Objective: Please restate the following records word for word.

[Entries from a pointing dataset]
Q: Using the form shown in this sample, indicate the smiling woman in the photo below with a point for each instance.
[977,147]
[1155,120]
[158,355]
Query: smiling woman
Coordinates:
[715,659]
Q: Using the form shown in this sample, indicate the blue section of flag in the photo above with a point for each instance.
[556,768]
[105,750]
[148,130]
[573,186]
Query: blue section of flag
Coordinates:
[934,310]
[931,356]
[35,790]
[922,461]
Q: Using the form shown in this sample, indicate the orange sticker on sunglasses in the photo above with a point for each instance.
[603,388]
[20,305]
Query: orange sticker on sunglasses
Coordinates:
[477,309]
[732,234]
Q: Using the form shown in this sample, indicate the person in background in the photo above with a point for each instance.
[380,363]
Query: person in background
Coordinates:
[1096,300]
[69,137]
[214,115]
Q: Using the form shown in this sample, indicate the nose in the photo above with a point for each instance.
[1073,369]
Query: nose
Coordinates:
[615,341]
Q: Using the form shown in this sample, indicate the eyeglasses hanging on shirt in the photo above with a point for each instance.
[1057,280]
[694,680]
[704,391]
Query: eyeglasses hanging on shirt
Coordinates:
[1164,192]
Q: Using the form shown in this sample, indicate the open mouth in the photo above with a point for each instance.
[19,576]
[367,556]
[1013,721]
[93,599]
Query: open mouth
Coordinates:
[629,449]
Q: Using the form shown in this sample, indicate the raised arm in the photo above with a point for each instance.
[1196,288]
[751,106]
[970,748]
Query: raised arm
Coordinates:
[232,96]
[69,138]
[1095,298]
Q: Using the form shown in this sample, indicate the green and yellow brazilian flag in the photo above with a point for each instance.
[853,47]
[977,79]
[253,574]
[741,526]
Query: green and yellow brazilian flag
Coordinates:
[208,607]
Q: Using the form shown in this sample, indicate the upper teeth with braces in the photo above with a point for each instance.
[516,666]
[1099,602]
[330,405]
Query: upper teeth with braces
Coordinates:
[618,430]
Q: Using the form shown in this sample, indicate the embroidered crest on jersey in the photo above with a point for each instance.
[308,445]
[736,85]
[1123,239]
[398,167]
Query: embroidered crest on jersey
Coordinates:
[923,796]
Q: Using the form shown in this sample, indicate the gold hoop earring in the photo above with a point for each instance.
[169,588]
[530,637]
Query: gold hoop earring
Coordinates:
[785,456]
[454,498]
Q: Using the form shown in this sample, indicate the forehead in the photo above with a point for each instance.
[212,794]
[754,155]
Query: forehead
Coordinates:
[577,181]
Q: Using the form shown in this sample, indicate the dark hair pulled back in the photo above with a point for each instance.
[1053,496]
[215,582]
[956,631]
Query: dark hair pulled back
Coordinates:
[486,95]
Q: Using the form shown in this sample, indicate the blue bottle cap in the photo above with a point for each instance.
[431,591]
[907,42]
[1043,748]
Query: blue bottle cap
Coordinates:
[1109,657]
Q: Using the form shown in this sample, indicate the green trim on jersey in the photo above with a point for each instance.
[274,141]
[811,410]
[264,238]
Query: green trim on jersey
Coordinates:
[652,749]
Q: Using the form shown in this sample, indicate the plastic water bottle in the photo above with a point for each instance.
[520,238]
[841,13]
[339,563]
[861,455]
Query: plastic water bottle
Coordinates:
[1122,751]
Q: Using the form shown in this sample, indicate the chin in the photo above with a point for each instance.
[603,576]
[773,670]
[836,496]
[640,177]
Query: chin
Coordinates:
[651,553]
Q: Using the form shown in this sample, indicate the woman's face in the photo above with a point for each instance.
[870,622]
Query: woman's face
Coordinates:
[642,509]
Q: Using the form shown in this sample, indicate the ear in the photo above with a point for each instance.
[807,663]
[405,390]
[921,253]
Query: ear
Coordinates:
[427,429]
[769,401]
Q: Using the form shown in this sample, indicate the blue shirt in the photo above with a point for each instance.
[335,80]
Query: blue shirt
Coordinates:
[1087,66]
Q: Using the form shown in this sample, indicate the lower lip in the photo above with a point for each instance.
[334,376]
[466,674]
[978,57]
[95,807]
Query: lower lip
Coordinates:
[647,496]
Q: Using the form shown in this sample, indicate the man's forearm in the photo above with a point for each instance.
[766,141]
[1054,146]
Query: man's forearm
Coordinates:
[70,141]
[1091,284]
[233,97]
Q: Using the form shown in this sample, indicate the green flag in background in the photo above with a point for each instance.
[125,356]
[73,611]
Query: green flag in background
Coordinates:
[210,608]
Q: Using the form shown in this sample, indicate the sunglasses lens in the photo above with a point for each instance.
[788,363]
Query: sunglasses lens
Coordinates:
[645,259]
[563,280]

Complete output:
Q: Using the form shown in this sample, indicate the smiling woman in the photo below with a point for each instance.
[977,147]
[1155,120]
[158,355]
Query: smiling woman
Coordinates:
[715,659]
Q: Using the form shown in this sample, indicate the blue section of flag in the photo above with a point for each instance.
[556,768]
[105,750]
[148,130]
[573,186]
Query: blue section of flag
Coordinates:
[934,310]
[931,356]
[35,790]
[922,461]
Q: Using the form shown in this sample, indicate the orange sticker on sunglasses in the photo above with a point for each instance.
[603,388]
[20,305]
Query: orange sticker on sunglasses
Coordinates:
[477,309]
[732,234]
Q: Using the form shown in this sample, indicate the person in background in the photo above with a point for each instance.
[380,363]
Query: person in background
Coordinates:
[1096,300]
[69,137]
[214,115]
Q: Using the form shown in this sample, indicate the nose in the photo above with a point for each instance.
[1073,369]
Query: nose
Coordinates:
[615,341]
Q: Using the form shown in this sample, indicate the eyeglasses hanging on shirt in the photo above with a point for each instance.
[1057,280]
[694,680]
[704,391]
Query: eyeglasses hanging on shirt
Coordinates:
[1164,192]
Q: Using the form shown in this sample, indicate the open mouth in the photo above with a point for each instance.
[19,576]
[367,556]
[1013,721]
[93,599]
Query: open mouth
Coordinates:
[629,449]
Q: Using the form shown in this sample, indicate the raised arm in the photo above with a point for each instance.
[1196,288]
[751,106]
[970,748]
Query: raised arm
Coordinates:
[232,96]
[69,138]
[1095,298]
Q: Using the form shown in this sample, indicate the green and yellow brazilian flag in the photo above with a point for each instance.
[853,47]
[977,79]
[253,574]
[741,526]
Query: green and yellow brazilian flag
Coordinates:
[208,607]
Q: Using the form shown in this sample, indicate the upper teeth with braces in the photo above with a point for each instance.
[516,666]
[1099,602]
[330,405]
Query: upper teeth with braces
Coordinates:
[618,430]
Q: Using the form shown in this sample, indicate the embroidered crest on jersey in the photo above with a point for each instance.
[308,445]
[736,85]
[1123,239]
[398,167]
Query: embroidered crest on jersey
Coordinates:
[923,796]
Q: Using the form shown in this sample, indicate the gold hoop earring in the photo above with a point for each instance.
[169,588]
[530,637]
Query: gold hoop earring
Coordinates:
[785,456]
[454,498]
Q: Using the form shown in this sample, indicate the forehead in the photo above with a point for each instance.
[212,794]
[754,155]
Query: forehead
Coordinates:
[577,181]
Q: Using the form shown in this sample, indicate the dark hair pulled back in the photo above with a point for each instance.
[1053,496]
[215,582]
[956,631]
Query: dark hair pulled back
Coordinates:
[486,95]
Q: Using the form shown in this sample, indicate the blue bottle cap in the photo above with a point for each instance.
[431,591]
[907,42]
[1043,748]
Query: blue bottle cap
Coordinates:
[1109,657]
Q: Using the form shown in this sample, indicate the green trim on jersey in the photo above with a point for each instance.
[274,141]
[811,410]
[264,238]
Query: green trim on jersey
Coordinates:
[652,749]
Q: Using the form shown in this sample, indicate the plastic water bottle in the photo above with a point for each instance.
[520,238]
[841,13]
[339,563]
[861,455]
Query: plastic water bottle
Coordinates:
[1122,751]
Q: Using the form shown in this sample, indicate the chin in the photo above with a point for each instance.
[603,576]
[773,670]
[836,496]
[640,177]
Query: chin
Coordinates:
[651,553]
Q: Using the form shown in this sample, indicate the woman's face in the photo above with a point for each instance.
[870,622]
Query: woman's face
Coordinates:
[642,509]
Q: Using the form shown in this sample, indicate the ear in the photo above with a point for each instance.
[807,663]
[405,390]
[921,253]
Query: ear
Coordinates:
[427,429]
[769,401]
Q: Using the form shown in this sample, indicate the blue shirt in the photo above with a point for each instance.
[335,80]
Query: blue shirt
Coordinates:
[1087,66]
Q: Using the form shown in this sample, indicate the lower lip in the photo above with a point for each instance.
[334,376]
[466,674]
[978,57]
[95,807]
Query: lower lip
Coordinates:
[647,496]
Q: Using the form shown in this sample, indicate the man's forearm in the photo above with a point for each instance.
[766,141]
[1054,146]
Query: man's forearm
Coordinates:
[70,141]
[1091,284]
[233,97]
Q: Using the form shown in this sample, indicate the green flag in background in the photo above with a point for each instance.
[125,356]
[73,611]
Query: green flag in background
Coordinates:
[210,608]
Q: Using the form shown in this sample, indicate the sunglasses lens in the photo above with a point for each instance.
[788,363]
Query: sunglasses lens
Coordinates:
[645,259]
[563,280]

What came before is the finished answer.